Aim of the task :: Rewrite the rows starting with the line containing "Tag the burnt" and going on through the line containing "[(224, 225)]", requests included, and nothing beyond them. Raise every coordinate in the answer by 117, and leave the sample coordinates in the request as they are.

Location identification items:

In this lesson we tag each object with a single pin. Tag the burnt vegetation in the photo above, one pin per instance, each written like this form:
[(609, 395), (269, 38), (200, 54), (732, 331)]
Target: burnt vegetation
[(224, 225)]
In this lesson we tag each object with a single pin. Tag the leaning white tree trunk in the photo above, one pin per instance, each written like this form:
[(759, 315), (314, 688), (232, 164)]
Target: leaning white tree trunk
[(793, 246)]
---
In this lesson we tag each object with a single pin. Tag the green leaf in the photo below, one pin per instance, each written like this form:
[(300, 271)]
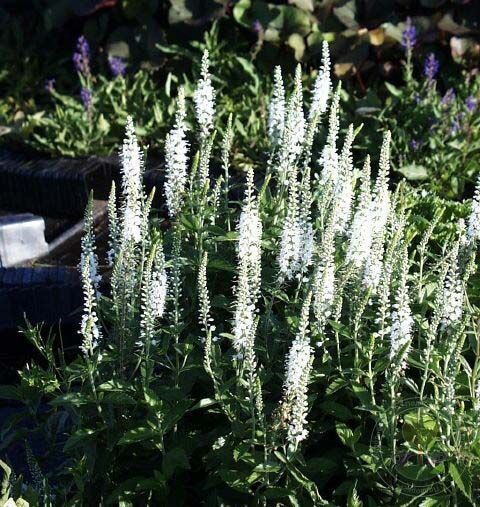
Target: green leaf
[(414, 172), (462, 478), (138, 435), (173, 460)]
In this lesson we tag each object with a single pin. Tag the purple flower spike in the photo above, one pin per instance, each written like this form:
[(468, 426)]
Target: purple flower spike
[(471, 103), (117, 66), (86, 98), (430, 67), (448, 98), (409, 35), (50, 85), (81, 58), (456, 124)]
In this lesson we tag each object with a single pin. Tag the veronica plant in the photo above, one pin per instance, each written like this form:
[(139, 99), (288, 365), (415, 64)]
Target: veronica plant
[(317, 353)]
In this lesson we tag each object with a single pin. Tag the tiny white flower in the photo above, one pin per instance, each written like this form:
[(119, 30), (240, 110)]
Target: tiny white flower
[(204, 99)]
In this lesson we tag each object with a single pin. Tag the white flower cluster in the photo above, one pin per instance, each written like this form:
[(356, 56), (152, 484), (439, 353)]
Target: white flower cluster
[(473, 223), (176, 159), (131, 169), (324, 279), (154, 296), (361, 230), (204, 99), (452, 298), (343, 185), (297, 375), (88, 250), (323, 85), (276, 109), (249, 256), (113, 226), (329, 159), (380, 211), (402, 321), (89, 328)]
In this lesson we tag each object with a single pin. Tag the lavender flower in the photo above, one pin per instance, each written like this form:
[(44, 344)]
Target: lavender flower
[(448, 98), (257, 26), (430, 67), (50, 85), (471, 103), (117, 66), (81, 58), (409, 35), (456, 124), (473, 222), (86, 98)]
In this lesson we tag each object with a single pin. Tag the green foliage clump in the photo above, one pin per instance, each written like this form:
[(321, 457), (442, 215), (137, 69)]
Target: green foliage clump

Written response ::
In this lesson we tag each object with a single pin. Tag the burnt vegetation in the photo above, one pin per instance, each written like this form:
[(609, 395), (269, 38), (200, 54), (732, 331)]
Target: burnt vegetation
[(341, 342)]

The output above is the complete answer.